> **Your objective**: The full set of entries below needs to be written out exactly.

--- START ---

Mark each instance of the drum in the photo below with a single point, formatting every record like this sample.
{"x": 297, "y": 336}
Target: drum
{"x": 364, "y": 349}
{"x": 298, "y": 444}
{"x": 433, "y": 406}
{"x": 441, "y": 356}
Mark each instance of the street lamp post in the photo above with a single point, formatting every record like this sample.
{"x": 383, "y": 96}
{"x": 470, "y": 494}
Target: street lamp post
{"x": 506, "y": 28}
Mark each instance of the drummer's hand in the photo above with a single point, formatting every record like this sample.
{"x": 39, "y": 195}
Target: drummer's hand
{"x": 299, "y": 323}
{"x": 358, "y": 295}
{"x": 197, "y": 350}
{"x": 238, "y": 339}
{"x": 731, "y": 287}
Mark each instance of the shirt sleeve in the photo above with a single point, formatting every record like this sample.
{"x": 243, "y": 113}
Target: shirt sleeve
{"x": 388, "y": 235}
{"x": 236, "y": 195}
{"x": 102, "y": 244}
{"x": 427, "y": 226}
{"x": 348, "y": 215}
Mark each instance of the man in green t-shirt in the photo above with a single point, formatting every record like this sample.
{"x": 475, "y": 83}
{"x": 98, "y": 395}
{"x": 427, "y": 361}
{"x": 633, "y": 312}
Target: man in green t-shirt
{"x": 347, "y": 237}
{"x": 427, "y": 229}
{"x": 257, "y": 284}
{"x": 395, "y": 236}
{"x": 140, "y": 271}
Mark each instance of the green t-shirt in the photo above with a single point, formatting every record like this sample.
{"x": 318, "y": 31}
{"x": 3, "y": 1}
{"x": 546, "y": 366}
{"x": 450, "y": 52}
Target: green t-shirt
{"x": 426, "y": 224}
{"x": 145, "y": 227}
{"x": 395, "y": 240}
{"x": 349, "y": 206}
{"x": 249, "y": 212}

--- END ---

> **Result of this exercise**:
Mark each instance of the drum in the photo below with a single point, formatting every record like this sample.
{"x": 297, "y": 336}
Target: drum
{"x": 364, "y": 349}
{"x": 298, "y": 444}
{"x": 433, "y": 406}
{"x": 441, "y": 356}
Mark each instance of the street lamp post in the photo above with a single point, formatting every record like this sample.
{"x": 383, "y": 96}
{"x": 470, "y": 494}
Target: street lamp post
{"x": 506, "y": 28}
Mark each instance of the drummer's hand in the photo above with a single point, formatting every record like this sample.
{"x": 39, "y": 195}
Target: drummer's hand
{"x": 299, "y": 323}
{"x": 358, "y": 295}
{"x": 197, "y": 350}
{"x": 238, "y": 339}
{"x": 731, "y": 287}
Mark each instance of the shirt sleeve in the photo above with a single point, formatting every record like this sample.
{"x": 243, "y": 113}
Target: shirt sleeve
{"x": 388, "y": 235}
{"x": 236, "y": 195}
{"x": 102, "y": 244}
{"x": 427, "y": 226}
{"x": 348, "y": 215}
Mark each instance of the man in green t-shirt in the photo above with a single point, formatting every record like this sample.
{"x": 475, "y": 83}
{"x": 98, "y": 395}
{"x": 427, "y": 361}
{"x": 633, "y": 312}
Target: man in green t-shirt
{"x": 347, "y": 237}
{"x": 427, "y": 229}
{"x": 257, "y": 284}
{"x": 395, "y": 236}
{"x": 140, "y": 271}
Mark each instance of the green t-shirt in the photo above with a single point, formatting every record like this sample.
{"x": 318, "y": 31}
{"x": 3, "y": 1}
{"x": 546, "y": 366}
{"x": 450, "y": 52}
Target: green t-shirt
{"x": 426, "y": 224}
{"x": 145, "y": 227}
{"x": 395, "y": 240}
{"x": 349, "y": 206}
{"x": 249, "y": 212}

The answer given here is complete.